THE TASK: In the passage about the elder and the aspirin, transcribe the part that begins with the words "Most of the" and ends with "the next day.".

PASSAGE TO READ:
Most of the anthropologists I've spoken to who've worked in the field with cultures that still employ shamans have stressed that the mentality of the people in these cultures is not a mirror to our own, and that they often think in entirely different ways than we do.
One anecdote I remember vividly was from an anthropologist living with a native Meso-American population, among whom there was an arthritic elder. On one particularly bad day of pain, the sympathetic anthropologist offered the suffering elder some aspirin, stressing it was not a cure. But when the pain miraculously disappeared, the elder came to them crying with joy, thanking them over and over for having "cured" them. The anthropologist tried to explain that the medicine had to be taken every day to work, but the elder would not hear of it - until the pain came back the next day.
Naturally the elder asked for more - a whole lot more. They believed that if one pill could give them respite from the pain for a day, then one hundred pills could do the same for a hundred days. Again the anthropologist explained that it didn't work that way, that it had to be taken every day, but the elder would only reluctantly accept this. The anthropologist wisely hid the aspirin, and not long later caught the elder in their room trying to find it and self medicate. Naturally the elder was ashamed of trying to steal, but the they said they had no choice - the pain was simply so terrible, and they could not live without relief.

THE DATA:
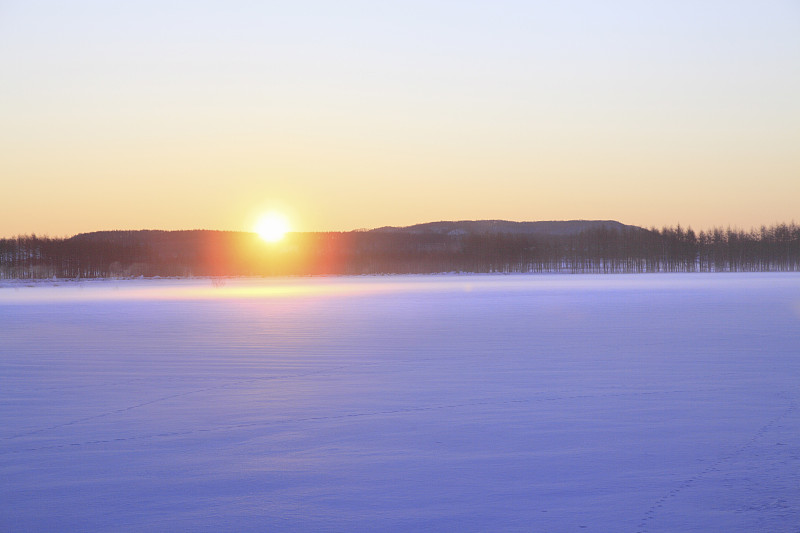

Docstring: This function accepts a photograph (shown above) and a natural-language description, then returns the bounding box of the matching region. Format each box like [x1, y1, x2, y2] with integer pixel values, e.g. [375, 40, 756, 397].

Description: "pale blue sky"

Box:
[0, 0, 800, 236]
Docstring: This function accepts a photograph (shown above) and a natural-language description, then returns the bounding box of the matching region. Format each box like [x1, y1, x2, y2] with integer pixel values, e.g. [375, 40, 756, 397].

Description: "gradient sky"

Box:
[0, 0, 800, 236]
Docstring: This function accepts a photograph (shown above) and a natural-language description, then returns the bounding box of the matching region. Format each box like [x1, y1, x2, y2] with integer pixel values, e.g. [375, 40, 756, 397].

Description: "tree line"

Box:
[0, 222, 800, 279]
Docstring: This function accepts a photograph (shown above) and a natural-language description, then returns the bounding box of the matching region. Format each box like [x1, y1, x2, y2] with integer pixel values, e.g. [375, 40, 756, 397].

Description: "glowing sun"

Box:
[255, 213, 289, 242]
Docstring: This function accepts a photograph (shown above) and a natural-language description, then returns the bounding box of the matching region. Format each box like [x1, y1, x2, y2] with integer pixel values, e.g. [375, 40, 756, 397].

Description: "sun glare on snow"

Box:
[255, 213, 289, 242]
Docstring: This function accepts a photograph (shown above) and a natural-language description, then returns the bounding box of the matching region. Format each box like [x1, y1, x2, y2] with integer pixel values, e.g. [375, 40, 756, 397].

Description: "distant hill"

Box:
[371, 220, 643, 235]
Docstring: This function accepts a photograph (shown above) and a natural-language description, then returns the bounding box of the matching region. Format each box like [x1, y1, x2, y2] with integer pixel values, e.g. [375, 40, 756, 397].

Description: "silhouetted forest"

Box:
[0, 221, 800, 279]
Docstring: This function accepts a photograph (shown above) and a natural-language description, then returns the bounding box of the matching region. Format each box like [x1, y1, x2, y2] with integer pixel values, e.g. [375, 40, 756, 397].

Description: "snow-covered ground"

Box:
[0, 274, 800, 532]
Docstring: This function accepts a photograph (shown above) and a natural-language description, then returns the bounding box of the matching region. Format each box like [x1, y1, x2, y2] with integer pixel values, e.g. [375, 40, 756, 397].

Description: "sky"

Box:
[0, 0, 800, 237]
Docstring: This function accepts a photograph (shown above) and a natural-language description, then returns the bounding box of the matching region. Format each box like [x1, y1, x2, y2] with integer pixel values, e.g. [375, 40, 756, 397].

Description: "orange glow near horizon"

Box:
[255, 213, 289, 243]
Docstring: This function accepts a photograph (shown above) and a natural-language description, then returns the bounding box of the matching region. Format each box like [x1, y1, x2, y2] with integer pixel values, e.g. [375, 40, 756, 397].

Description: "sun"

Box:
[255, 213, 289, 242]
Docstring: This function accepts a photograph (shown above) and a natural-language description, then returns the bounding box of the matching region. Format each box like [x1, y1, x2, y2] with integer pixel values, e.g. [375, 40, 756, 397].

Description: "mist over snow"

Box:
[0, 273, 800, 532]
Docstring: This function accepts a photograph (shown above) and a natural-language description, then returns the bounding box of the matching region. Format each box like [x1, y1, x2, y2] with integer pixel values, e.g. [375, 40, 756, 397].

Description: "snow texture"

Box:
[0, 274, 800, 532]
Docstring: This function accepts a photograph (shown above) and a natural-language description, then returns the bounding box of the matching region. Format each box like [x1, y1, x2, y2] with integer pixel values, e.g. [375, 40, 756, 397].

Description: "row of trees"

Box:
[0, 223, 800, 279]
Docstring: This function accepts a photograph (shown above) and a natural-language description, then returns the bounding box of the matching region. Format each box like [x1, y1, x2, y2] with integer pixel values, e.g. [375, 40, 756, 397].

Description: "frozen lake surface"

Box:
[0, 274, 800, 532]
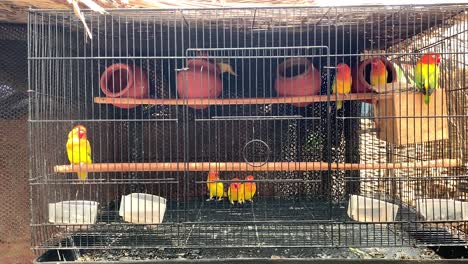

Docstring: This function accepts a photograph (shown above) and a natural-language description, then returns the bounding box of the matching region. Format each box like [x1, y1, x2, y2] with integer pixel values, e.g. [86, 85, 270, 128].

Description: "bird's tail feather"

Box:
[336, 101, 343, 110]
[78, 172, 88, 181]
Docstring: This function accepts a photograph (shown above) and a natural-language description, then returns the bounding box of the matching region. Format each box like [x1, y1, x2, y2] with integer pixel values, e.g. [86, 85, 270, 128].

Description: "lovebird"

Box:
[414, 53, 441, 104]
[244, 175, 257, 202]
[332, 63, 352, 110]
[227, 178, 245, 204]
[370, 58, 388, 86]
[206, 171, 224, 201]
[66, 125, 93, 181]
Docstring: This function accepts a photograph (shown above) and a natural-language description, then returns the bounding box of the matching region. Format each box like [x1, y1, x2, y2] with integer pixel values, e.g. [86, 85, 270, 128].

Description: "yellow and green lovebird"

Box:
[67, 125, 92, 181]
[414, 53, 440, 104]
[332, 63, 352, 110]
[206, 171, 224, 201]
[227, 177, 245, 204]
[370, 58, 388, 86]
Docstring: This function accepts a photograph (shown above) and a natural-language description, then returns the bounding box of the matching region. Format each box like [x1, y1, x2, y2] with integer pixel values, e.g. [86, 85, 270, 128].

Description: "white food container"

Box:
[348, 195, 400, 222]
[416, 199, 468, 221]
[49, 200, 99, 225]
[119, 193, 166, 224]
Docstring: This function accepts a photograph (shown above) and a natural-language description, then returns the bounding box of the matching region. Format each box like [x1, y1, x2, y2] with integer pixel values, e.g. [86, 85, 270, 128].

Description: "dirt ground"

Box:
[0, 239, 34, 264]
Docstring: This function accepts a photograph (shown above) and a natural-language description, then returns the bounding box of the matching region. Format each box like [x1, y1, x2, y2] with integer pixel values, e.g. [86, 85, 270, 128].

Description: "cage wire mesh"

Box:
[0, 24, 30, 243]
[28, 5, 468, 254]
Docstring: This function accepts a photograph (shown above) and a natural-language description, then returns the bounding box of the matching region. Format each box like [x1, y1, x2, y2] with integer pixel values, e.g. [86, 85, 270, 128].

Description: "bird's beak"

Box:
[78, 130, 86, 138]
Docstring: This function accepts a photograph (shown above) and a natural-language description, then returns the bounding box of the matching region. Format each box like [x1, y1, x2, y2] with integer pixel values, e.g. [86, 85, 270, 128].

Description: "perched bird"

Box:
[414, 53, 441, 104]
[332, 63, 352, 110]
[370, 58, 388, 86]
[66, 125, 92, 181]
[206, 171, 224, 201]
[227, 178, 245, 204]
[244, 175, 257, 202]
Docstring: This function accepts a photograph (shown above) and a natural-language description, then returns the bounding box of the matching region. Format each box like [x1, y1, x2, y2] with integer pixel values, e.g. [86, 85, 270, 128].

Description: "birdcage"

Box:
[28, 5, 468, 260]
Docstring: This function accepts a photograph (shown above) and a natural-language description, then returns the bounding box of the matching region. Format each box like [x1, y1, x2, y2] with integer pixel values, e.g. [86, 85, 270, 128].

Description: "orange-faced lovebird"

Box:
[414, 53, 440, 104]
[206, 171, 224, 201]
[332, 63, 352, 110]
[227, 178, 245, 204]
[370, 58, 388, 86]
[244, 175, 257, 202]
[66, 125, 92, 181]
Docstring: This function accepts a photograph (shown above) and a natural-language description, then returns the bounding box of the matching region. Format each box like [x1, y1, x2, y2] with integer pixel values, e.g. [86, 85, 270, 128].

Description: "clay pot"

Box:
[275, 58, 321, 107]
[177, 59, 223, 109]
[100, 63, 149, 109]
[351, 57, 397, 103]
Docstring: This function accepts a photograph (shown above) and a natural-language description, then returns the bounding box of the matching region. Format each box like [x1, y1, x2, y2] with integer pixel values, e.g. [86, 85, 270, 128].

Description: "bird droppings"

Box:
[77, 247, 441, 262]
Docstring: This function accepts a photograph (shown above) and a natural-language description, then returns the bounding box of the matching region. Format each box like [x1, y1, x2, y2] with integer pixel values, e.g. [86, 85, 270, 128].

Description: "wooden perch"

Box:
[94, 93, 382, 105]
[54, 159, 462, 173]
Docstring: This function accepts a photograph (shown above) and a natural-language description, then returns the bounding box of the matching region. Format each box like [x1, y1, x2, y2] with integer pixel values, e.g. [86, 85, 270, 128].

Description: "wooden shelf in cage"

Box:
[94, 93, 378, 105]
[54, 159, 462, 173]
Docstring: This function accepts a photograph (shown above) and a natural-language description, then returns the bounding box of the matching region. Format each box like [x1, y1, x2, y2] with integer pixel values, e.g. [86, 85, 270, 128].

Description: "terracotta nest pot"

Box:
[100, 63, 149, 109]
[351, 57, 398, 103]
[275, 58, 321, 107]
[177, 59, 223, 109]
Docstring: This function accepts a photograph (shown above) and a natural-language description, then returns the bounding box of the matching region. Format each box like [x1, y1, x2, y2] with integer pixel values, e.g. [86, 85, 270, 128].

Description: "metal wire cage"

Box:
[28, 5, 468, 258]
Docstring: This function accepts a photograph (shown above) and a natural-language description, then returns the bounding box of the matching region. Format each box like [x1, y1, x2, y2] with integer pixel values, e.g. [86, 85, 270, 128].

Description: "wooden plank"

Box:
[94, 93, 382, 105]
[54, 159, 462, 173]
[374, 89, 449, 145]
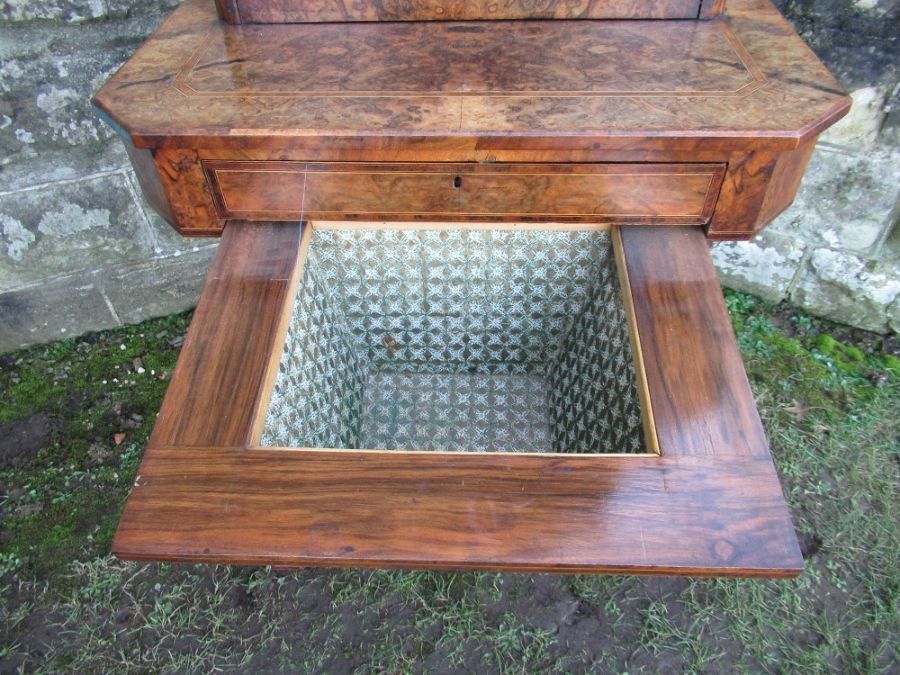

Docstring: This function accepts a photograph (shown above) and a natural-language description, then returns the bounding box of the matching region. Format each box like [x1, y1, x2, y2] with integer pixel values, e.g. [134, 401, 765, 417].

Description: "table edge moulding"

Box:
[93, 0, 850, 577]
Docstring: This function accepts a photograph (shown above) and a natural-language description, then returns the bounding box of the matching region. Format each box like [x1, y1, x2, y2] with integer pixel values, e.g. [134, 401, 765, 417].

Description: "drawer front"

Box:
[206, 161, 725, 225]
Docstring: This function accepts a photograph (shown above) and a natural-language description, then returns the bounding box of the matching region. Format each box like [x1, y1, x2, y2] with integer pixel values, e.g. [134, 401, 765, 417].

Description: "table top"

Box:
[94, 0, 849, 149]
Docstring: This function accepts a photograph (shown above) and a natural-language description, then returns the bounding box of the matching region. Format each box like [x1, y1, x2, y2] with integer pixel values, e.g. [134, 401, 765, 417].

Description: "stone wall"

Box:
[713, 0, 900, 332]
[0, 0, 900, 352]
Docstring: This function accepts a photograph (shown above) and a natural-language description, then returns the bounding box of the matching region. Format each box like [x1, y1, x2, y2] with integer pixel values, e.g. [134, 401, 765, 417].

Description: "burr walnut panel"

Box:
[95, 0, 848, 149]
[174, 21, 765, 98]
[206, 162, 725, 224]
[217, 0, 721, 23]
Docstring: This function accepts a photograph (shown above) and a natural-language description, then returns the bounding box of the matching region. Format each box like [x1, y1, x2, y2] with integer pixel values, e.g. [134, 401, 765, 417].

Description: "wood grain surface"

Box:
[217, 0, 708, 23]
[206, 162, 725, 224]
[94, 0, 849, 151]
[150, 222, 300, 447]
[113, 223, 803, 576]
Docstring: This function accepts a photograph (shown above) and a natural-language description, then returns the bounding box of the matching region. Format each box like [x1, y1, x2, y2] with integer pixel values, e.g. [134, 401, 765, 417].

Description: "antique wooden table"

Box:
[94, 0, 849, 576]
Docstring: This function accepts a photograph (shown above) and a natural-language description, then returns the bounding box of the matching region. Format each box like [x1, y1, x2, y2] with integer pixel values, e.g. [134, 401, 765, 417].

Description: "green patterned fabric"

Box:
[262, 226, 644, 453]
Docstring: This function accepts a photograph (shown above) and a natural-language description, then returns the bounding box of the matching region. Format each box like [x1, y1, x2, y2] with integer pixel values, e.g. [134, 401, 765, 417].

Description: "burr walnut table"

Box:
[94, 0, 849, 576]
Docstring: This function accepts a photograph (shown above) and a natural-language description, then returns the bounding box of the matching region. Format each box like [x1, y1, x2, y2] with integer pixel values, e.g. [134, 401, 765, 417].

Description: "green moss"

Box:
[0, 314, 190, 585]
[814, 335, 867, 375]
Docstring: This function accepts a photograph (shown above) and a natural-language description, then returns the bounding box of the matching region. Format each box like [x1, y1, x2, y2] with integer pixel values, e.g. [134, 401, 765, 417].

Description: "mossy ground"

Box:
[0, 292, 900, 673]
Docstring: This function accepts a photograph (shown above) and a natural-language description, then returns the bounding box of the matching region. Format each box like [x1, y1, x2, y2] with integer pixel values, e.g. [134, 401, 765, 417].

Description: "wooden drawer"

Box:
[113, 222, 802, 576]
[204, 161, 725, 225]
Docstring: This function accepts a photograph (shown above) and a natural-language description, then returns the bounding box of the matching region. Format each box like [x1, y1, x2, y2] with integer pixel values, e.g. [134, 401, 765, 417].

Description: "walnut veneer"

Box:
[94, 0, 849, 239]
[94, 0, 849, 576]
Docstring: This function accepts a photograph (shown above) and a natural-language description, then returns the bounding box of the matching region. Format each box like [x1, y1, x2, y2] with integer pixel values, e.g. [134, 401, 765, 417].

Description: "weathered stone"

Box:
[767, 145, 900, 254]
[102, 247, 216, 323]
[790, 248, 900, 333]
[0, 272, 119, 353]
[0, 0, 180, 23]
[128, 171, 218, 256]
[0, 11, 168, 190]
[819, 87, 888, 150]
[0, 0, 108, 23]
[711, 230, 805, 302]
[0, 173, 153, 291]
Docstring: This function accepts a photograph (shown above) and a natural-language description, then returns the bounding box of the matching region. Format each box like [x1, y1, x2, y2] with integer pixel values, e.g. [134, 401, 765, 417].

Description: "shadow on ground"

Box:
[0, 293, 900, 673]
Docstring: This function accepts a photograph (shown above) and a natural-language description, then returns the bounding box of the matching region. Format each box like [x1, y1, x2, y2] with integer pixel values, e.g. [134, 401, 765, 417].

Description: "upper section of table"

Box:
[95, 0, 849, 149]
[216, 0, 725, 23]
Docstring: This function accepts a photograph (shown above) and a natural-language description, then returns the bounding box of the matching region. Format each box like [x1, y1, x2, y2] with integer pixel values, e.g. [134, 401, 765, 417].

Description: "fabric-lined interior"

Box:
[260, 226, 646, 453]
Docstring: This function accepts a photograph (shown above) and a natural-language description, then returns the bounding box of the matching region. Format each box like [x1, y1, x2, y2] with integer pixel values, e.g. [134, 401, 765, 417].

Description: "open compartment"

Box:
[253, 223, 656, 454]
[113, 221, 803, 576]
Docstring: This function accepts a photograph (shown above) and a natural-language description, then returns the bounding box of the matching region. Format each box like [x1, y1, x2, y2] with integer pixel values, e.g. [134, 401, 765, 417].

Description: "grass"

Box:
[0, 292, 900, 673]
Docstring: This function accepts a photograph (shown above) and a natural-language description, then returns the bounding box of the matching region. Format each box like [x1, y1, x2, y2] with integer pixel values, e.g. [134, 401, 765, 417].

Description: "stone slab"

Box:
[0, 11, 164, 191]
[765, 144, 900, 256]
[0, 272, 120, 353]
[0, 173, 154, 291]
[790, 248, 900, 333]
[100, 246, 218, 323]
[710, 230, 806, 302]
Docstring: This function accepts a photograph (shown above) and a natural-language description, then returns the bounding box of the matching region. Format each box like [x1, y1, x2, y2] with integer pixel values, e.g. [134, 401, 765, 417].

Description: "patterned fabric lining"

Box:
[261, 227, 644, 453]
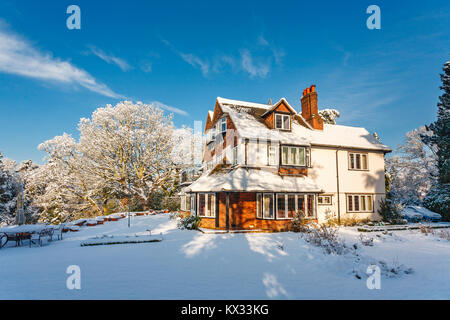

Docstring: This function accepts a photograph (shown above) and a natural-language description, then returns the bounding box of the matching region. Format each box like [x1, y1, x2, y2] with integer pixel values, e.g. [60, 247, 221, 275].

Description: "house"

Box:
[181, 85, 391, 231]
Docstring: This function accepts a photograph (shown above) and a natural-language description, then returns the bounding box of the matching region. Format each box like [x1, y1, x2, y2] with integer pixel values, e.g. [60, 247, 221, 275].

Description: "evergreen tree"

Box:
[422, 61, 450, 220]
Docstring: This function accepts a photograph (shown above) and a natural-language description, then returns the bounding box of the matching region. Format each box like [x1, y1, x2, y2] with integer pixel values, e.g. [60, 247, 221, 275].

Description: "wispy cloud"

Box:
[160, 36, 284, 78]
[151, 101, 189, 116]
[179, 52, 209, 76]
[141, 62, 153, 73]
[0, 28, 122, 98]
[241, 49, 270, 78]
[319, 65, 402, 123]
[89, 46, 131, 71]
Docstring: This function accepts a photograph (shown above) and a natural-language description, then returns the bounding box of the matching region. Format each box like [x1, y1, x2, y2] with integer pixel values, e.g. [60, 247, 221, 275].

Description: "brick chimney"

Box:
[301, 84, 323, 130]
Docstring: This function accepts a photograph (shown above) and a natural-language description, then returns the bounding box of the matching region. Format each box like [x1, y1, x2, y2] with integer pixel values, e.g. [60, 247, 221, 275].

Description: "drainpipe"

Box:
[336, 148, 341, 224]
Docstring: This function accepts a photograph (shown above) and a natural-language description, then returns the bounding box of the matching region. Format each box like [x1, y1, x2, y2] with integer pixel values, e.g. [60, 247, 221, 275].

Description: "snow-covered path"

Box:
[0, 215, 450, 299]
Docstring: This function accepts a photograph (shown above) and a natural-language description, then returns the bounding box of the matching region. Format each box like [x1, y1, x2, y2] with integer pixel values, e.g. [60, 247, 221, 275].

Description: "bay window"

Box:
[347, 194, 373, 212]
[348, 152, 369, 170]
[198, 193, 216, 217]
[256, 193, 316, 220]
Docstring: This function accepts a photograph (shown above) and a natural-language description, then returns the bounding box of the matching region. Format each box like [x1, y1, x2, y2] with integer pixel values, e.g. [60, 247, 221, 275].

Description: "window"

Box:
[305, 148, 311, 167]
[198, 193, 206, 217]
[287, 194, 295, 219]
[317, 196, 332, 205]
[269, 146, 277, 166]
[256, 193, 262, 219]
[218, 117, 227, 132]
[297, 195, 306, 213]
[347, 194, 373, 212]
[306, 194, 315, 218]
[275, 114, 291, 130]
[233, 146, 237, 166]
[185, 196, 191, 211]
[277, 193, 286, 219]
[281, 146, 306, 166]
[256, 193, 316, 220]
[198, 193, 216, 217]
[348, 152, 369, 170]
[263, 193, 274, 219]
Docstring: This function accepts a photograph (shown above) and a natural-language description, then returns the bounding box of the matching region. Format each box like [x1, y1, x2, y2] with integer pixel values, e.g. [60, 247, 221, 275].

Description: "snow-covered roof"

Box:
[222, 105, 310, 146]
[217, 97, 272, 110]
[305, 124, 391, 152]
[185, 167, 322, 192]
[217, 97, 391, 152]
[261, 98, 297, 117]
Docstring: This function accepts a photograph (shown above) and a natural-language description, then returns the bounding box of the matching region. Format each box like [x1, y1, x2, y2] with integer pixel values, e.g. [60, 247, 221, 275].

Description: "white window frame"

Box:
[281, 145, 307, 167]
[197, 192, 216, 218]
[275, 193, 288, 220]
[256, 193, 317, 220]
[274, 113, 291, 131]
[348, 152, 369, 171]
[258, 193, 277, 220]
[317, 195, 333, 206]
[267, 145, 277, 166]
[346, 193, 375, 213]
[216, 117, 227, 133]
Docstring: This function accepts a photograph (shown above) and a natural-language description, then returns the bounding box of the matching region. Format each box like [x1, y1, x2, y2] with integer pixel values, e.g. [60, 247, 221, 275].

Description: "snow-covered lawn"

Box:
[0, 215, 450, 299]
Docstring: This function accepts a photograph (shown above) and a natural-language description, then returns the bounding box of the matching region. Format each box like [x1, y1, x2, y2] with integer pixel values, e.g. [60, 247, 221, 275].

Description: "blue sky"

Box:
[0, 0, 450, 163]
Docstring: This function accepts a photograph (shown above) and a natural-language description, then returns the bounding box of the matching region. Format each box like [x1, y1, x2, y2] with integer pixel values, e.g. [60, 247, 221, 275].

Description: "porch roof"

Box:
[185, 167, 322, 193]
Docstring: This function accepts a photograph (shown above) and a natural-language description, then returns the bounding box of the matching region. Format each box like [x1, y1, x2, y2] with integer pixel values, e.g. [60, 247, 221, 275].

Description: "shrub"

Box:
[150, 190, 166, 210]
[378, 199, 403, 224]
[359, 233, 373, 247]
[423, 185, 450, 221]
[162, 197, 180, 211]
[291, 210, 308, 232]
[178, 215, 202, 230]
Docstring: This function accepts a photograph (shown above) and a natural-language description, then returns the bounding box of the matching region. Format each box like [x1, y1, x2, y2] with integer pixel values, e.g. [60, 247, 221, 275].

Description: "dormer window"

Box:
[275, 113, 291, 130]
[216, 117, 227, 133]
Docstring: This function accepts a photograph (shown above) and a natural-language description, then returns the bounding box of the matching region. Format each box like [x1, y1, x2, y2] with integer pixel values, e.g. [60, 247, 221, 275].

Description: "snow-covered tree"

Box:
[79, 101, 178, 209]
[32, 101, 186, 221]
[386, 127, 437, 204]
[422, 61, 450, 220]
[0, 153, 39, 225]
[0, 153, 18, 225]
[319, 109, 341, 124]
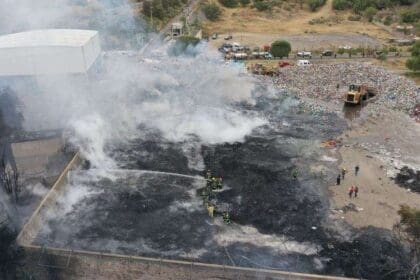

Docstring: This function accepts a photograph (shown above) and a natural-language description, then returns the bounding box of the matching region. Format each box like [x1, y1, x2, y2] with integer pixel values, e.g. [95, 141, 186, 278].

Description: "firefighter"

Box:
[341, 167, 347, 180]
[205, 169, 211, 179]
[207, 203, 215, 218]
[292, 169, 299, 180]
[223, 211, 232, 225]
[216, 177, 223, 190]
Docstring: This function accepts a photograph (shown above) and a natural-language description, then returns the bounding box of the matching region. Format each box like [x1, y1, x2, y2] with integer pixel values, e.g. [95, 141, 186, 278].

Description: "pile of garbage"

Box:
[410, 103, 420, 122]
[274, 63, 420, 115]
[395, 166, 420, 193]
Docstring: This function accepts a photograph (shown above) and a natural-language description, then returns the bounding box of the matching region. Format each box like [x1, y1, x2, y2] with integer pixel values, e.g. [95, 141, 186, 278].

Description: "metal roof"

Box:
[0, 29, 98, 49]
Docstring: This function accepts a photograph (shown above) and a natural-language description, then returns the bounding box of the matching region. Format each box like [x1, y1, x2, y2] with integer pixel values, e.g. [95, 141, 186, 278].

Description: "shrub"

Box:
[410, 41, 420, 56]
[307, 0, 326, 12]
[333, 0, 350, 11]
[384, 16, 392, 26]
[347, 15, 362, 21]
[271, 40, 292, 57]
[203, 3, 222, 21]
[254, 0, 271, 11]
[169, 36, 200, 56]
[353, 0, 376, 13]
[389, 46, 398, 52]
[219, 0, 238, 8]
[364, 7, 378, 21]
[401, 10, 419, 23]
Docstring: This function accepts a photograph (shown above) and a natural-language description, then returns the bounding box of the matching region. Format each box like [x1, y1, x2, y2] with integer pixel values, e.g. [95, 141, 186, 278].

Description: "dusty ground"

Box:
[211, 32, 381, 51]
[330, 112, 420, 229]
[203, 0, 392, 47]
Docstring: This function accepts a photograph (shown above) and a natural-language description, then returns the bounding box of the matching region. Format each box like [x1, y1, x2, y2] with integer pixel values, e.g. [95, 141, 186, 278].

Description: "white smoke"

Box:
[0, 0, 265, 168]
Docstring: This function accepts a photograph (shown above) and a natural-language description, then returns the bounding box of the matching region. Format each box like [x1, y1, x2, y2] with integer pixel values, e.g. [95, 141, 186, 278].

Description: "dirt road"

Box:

SOLUTION:
Most of the anthropologists I've spoken to who've worked in the field with cultures that still employ shamans have stressed that the mentality of the people in these cultures is not a mirror to our own, and that they often think in entirely different ways than we do.
One anecdote I remember vividly was from an anthropologist living with a native Meso-American population, among whom there was an arthritic elder. On one particularly bad day of pain, the sympathetic anthropologist offered the suffering elder some aspirin, stressing it was not a cure. But when the pain miraculously disappeared, the elder came to them crying with joy, thanking them over and over for having "cured" them. The anthropologist tried to explain that the medicine had to be taken every day to work, but the elder would not hear of it - until the pain came back the next day.